DOCUMENT SEGMENT
══════════
W. Dietz Bauer*, Max Teplitski*, Vaidehi Deshmukh* and Jayne B. Robinson#

*Horticulture & Crop Science, Ohio State University and

# Biology Department, University of Dayton

Bacterial signaling. In bacteria, many genes and behaviors are turned on only when there are enough bacterial cells present in a given location to efficiently attack or colonize a plant or animal host. This population density-dependent regulation of genes, called "quorum sensing", works by the synthesis and perception of small, diffusible signal molecules that move in and out through the bacterial cell membrane and between bacterial cells. When there are lots of bacterial cells present, the concentration of these small signal compounds is high enough to activate specific receptor proteins inside the bacteria and initiate the expression of a variety of genes in the bacteria. In Gram negative bacteria, the most important of the small, diffusible signals that mediate quorum sensing are compounds known as N-acyl homoserine lactones (AHLs). Many plant-associated bacterial species have been found to make AHLs, and a recent study has shown that over 250 different genes are regulated by AHL quorum sensing Pseudomonas aeruginosa. Thus AHL signaling is both common among relevant bacteria and affects many aspects of their growth, survival and virulence.
══════════
RECORDS
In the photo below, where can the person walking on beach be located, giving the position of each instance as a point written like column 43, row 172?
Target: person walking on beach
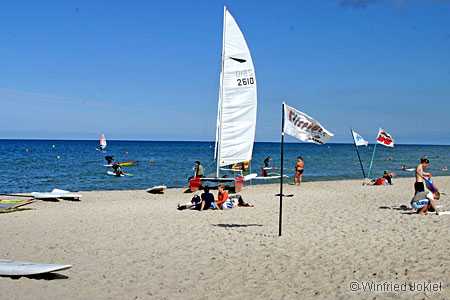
column 299, row 167
column 419, row 185
column 198, row 169
column 208, row 201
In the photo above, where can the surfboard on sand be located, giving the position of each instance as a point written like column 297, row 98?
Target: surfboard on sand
column 24, row 268
column 12, row 204
column 159, row 189
column 444, row 213
column 55, row 194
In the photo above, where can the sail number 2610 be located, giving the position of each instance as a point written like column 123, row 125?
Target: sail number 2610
column 245, row 81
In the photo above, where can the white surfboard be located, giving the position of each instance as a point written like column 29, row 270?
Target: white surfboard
column 159, row 189
column 55, row 194
column 24, row 268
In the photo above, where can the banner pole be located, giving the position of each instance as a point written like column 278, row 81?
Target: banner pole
column 281, row 170
column 371, row 161
column 357, row 152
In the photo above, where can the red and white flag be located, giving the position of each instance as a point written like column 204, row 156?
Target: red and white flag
column 385, row 138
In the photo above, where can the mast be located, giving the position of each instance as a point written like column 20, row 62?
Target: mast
column 219, row 129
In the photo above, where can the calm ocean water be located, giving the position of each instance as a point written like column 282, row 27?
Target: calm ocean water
column 41, row 165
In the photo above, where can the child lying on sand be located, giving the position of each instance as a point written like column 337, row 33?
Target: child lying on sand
column 423, row 201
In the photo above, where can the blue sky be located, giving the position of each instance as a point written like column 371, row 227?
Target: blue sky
column 150, row 69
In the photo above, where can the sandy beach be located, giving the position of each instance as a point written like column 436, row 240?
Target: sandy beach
column 134, row 245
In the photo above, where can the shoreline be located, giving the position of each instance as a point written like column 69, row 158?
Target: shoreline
column 245, row 186
column 129, row 244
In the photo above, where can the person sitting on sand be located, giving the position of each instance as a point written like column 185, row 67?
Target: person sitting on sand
column 423, row 201
column 299, row 168
column 419, row 185
column 241, row 202
column 222, row 196
column 208, row 200
column 388, row 177
column 195, row 201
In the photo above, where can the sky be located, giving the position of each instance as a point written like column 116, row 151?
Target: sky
column 149, row 70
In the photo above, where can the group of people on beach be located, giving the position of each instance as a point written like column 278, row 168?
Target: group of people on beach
column 206, row 200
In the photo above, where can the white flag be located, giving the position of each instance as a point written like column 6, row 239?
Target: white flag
column 359, row 140
column 385, row 138
column 303, row 127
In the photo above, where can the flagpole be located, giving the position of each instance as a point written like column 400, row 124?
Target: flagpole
column 281, row 169
column 371, row 161
column 357, row 152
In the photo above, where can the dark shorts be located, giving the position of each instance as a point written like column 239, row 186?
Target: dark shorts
column 419, row 187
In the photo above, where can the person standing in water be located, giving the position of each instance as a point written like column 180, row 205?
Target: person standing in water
column 299, row 167
column 419, row 185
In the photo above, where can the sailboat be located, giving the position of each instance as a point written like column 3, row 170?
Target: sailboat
column 237, row 105
column 102, row 143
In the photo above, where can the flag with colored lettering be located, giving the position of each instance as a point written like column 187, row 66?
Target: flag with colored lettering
column 303, row 127
column 385, row 138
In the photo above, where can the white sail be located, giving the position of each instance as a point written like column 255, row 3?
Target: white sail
column 236, row 121
column 102, row 142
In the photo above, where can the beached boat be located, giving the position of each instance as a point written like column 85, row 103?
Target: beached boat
column 237, row 105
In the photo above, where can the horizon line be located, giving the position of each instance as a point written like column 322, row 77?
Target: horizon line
column 197, row 141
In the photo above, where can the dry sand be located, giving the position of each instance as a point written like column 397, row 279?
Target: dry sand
column 133, row 245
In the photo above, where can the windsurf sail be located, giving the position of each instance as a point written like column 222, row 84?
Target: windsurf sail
column 236, row 113
column 102, row 142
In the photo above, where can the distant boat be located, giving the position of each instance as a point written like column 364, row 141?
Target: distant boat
column 102, row 143
column 236, row 113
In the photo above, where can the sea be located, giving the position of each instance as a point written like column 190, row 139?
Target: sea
column 75, row 165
══════════
PROMPT 1
Which four authors are listed at the top of the passage on bacterial quorum sensing?
PROMPT 2
Could you carry the quorum sensing passage forward, starting after its final sentence?

TASK OUTPUT 1
W. Dietz Bauer, Max Teplitski, Vaidehi Deshmukh, Jayne B. Robinson

TASK OUTPUT 2
AHL signal-mimic compounds from plants. We recently discovered that various higher plant species have the ability to affect the behavior of associated bacteria by secreting compounds that mimic the bacterium's own AHL signal substances (Teplitski et al. 2000). The signal-mimic compounds from plants therefore have the potential to manipulate bacterial pathogens and symbionts in useful ways - to reduce disease or enhance symbiotic benefits. They may also prove to be of medical value.

The AHL signal-mimic compounds were detected by exposing seedlings or seedling rinsates to special reporter bacteria constructed by other labs to respond to exogenously added AHLs. Soybean, pea, crown vetch, barrel medic, tomato, and rice each activated several different AHL reporter strains. Lettuce and Arabidopsis seedlings, however, showed no AHL-like activity. Tests indicated that the plant compounds did not behave chemically like bacterial AHLs, even though the reporter bacteria responded to them as though they were AHLs. Thus, the plant compounds appear to be AHL signal-mimics.

Attempts to purify and identify the plant AHL signal-mimic compounds are in progress. Pea appears to synthesize and secrete at least 10 separate mimic compounds. We have preliminary evidence to indicate that exposure of seedlings to bacteria induces the synthesis and/or secretion of specific mimic compounds.

Teplitski, M., J.B. Robinson and W.D. Bauer. 2000. Plants secrete substances that mimic bacterial N-acyl homoserine lactone signal activities and disrupt cell density dependent behaviors in associated bacteria. Mol. Plant-Microbe Interact. 13:637-648.